┌─ ТЕКСТ

Присутствие есть далее сущее, которое всегда я сам. К экзистирующему
присутствию принадлежит его всегда-мое как условие возможности собственности
и несобственности. Присутствие экзистирует всегда в одном из этих модусов,
соотв. в их модальной индифферентности.
Эти бытийные определения присутствия должны быть теперь однако увидены
и поняты a priori на основе бытийного устройства, которое мы именуем бытием-в-мире. Правильная постановка аналитики
присутствия состоит в толковании этого устройства.
Составное выражение "бытие-в-мире" уже в своем облике показывает, что
им подразумевается единый феномен. Эта первичная данность должна быть
увидена в целом. Неразложимость на сочленимые компоненты не исключает
многосложности структурных моментов этого устройства. Помеченная этим
выражением феноменальная данность допускает действительно троякий взгляд.
Если мы будем прослеживать ее, предваряюще фиксируя целый феномен, то
удастся выделить:
1) "В-мире"', относительно этого момента встает задача спросить об
онтологической структуре "мира" и определить идею мирности как таковой (ср.
гл. 3 дан. разд.).
2) Сущее, всегда существующее способом бытия-в-мире. Искомое в нем то,
о чем мы спрашиваем в "кто?" В феноменологическом показе должно прийти к
определенности, кто существует в модусе средней повседневности присутствия
(ср. гл. 4 дан. разд.).
3) Бытие-в как таковое; подлежит выявлению онтологическая конституция
самого этого в (ср. гл. 5 дан. разд.). Всякое выявление одного из этих
конститутивных моментов означает выявление и других, что означает: всякий
раз увидение всего феномена. Бытие-в-мире есть конечно a priori необходимое
устройство присутствия, но далеко не достаточное чтобы вполне определить его
бытие. До тематического раздельного анализа трех выделенных феноменов
попытаемся дать ориентирующую характеристику названного последним
конститутивного момента.
Что значит бытие-в? Ближайшим образом мы дополняем выражение до бытия
"в мире" и склонны понимать это бытие-в как "бытие в...".
Этим термином именуется способ бытия сущего, которое есть "в" каком-то
другом, как вода "в" стакане, одежда "в" шкафу. Мы подразумеваем под этим
"в" отношение бытия двух протяженных "в" пространстве сущих друг к другу по
их месту в этом пространстве. Вода и стакан, одежда и шкаф суть одинаково
"в" пространстве "при" месте. Это бытийное отношение можно расширить, напр.:
скамья в аудитории, аудитория в университете, университет в городе и т.д.
до: скамья "в мировом пространстве". Эти сущие, бытие которых одного-"в"
-другом поддается такому определению, все имеют тот же способ наличного
бытия, что вещи, встречающие "внутри" мира. Наличие "в" чем-то наличном,
соналичие в чем-то того же бытийного рода в смысле определенной
пространственной соотнесенности суть онтологические черты, именуемые у нас
категориальными, такими, которые принадлежат сущему неприсутствиеразмерного
образа бытия.
Бытие-в подразумевает напротив бытийное
устройство присутствия и есть экзистенциал. Но тогда тут нельзя думать о
наличном бытии телесной вещи (человеческого тела) "в" наличном сущем.

└─

**ВОПРОСЫ К ТЕКСТУ**
(a) Перепишите без изменений фрагмент о бытии-в-мире от слов «Эти бытийные определения» до слов «3 дан. разд.).» включительно.
(b) Соответствуют ли фрагменту о бытии-в-мире утверждения (i) «Бытие-в-мире достаточно, чтобы вполне определить бытие присутствия», (ii) «Бытие-в есть экзистенциал» и (iii) «Выражение "бытие-в-мире" подразумевает единый феномен»? Для каждого ответьте «да» или «нет» и дословно приведите решающие слова текста.
Листинг для работы с текстом не понадобится.

┌─ ИСХОДНЫЕ ДАННЫЕ

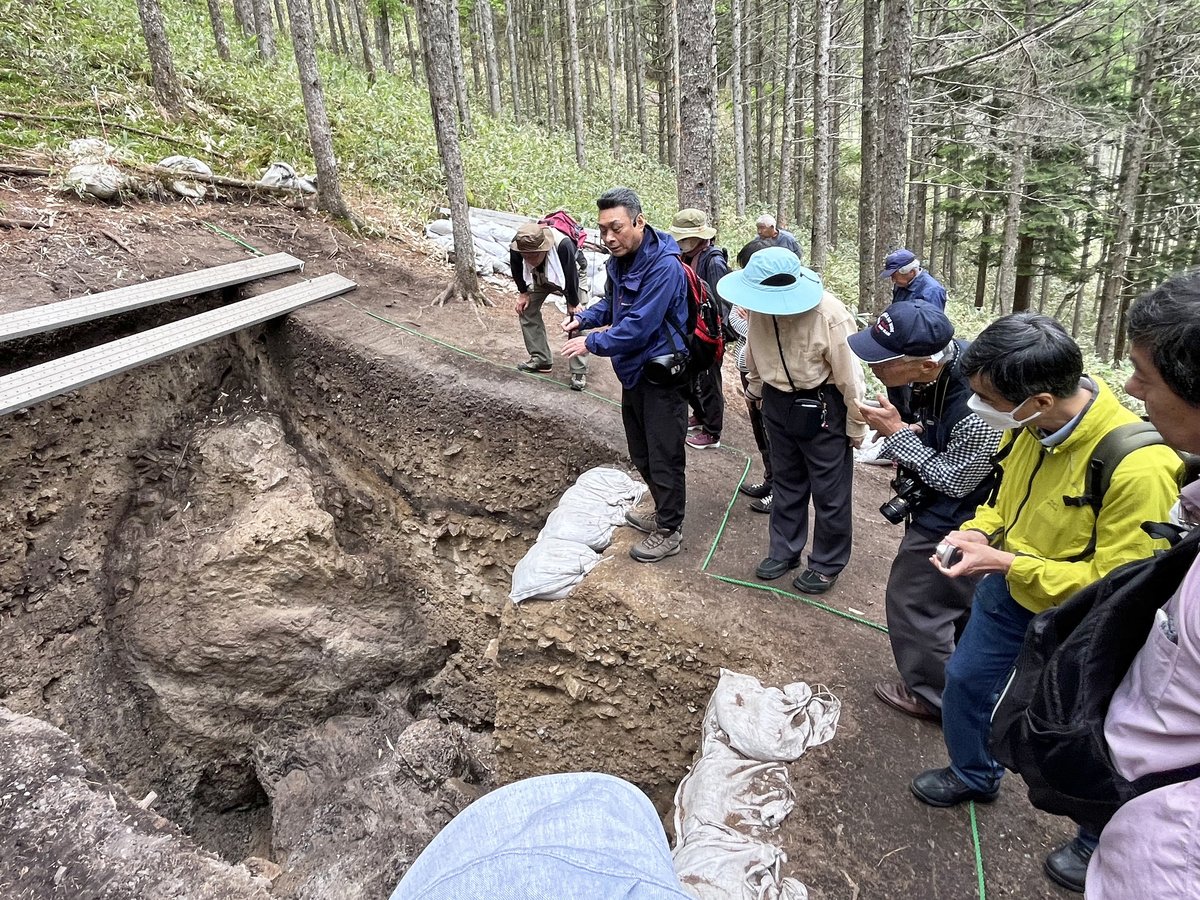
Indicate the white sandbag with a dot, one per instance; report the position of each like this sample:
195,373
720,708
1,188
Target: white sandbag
582,526
749,796
90,149
717,863
611,485
96,179
279,174
184,187
551,569
772,724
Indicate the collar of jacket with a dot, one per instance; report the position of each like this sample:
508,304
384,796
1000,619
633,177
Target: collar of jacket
654,245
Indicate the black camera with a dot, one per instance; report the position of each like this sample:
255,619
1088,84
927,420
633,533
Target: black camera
669,371
911,496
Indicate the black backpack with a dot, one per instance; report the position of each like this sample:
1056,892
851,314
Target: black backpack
1048,725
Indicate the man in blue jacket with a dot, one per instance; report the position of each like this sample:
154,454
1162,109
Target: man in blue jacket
646,307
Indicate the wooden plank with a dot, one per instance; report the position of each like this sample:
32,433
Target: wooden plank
51,379
51,317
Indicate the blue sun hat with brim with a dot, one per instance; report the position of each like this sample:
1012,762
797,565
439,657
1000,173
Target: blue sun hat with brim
773,282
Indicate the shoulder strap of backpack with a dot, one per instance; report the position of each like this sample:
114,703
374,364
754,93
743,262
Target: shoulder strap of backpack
1113,449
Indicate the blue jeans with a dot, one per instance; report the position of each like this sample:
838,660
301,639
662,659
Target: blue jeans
573,837
976,675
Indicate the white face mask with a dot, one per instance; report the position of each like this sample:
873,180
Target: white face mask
996,419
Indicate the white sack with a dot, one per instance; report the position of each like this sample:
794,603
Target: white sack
717,863
772,724
551,569
748,796
97,179
192,190
580,525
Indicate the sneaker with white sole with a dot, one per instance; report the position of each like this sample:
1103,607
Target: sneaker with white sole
646,522
762,504
703,441
658,545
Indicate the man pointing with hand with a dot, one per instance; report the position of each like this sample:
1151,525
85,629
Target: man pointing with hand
945,472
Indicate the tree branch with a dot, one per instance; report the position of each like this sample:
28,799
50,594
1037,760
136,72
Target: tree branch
1008,45
130,129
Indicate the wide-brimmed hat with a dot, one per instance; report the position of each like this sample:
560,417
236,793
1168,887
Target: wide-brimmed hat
897,261
532,238
773,282
910,328
691,223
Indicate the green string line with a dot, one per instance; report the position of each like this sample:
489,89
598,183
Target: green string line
233,238
729,509
810,601
720,531
978,850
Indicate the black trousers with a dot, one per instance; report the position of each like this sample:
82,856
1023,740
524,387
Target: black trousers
655,427
707,400
760,431
927,613
819,468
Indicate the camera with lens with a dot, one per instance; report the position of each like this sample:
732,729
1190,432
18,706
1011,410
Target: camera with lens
667,371
911,497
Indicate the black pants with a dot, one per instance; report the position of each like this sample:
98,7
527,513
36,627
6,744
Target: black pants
927,613
707,400
655,427
760,431
820,468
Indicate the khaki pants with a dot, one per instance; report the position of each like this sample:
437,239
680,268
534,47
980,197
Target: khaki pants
533,331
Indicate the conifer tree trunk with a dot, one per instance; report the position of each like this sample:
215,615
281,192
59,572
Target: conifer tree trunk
409,47
783,201
573,60
671,18
457,70
895,63
736,88
329,190
510,34
610,34
383,39
822,162
697,131
436,29
219,33
491,59
244,15
550,61
264,30
360,21
643,138
162,67
1132,162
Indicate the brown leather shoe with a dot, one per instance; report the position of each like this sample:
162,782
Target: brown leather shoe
898,696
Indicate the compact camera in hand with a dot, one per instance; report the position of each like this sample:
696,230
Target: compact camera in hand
948,555
911,497
669,371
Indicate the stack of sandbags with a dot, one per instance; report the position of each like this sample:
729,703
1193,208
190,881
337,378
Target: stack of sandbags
570,543
738,791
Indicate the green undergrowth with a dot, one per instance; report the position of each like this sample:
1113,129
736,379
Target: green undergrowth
82,66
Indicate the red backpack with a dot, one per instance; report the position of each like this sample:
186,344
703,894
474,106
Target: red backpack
562,222
706,339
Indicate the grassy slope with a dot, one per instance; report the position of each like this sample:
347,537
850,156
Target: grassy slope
84,58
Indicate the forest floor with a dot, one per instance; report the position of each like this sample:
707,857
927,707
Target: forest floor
856,832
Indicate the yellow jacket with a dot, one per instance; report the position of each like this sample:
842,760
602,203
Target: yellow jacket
1031,520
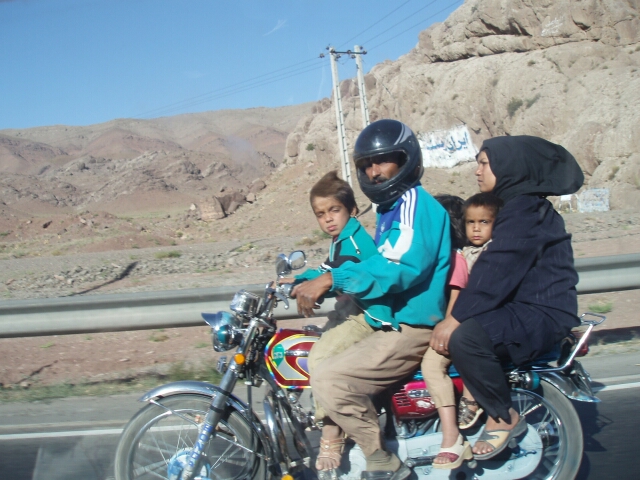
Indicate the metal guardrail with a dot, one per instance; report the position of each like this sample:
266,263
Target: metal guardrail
182,308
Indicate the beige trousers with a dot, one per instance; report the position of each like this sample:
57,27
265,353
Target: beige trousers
336,340
343,383
435,370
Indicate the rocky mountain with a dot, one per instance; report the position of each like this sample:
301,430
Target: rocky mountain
129,165
566,70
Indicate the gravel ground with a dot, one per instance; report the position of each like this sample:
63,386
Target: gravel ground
122,355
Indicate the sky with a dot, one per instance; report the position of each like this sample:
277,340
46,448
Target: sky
81,62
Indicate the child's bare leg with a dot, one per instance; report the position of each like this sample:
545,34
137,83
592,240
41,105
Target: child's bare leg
449,422
468,410
331,446
467,394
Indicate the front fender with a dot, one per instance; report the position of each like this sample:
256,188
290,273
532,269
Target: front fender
207,389
570,387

└─

**ОТВЕТЫ К ЗАДАНИЯМ**
(a)
Эти бытийные определения присутствия должны быть теперь однако увидены
и поняты a priori на основе бытийного устройства, которое мы именуем бытием-в-мире. Правильная постановка аналитики
присутствия состоит в толковании этого устройства.
Составное выражение "бытие-в-мире" уже в своем облике показывает, что
им подразумевается единый феномен. Эта первичная данность должна быть
увидена в целом. Неразложимость на сочленимые компоненты не исключает
многосложности структурных моментов этого устройства. Помеченная этим
выражением феноменальная данность допускает действительно троякий взгляд.
Если мы будем прослеживать ее, предваряюще фиксируя целый феномен, то
удастся выделить:
1) "В-мире"', относительно этого момента встает задача спросить об
онтологической структуре "мира" и определить идею мирности как таковой (ср.
гл. 3 дан. разд.).

(b)
(i) Нет: «Бытие-в-мире есть конечно a priori необходимое устройство присутствия, но далеко не достаточное чтобы вполне определить его бытие».
(ii) Да: «Бытие-в подразумевает напротив бытийное устройство присутствия и есть экзистенциал».
(iii) Да: «Составное выражение "бытие-в-мире" уже в своем облике показывает, что им подразумевается единый феномен».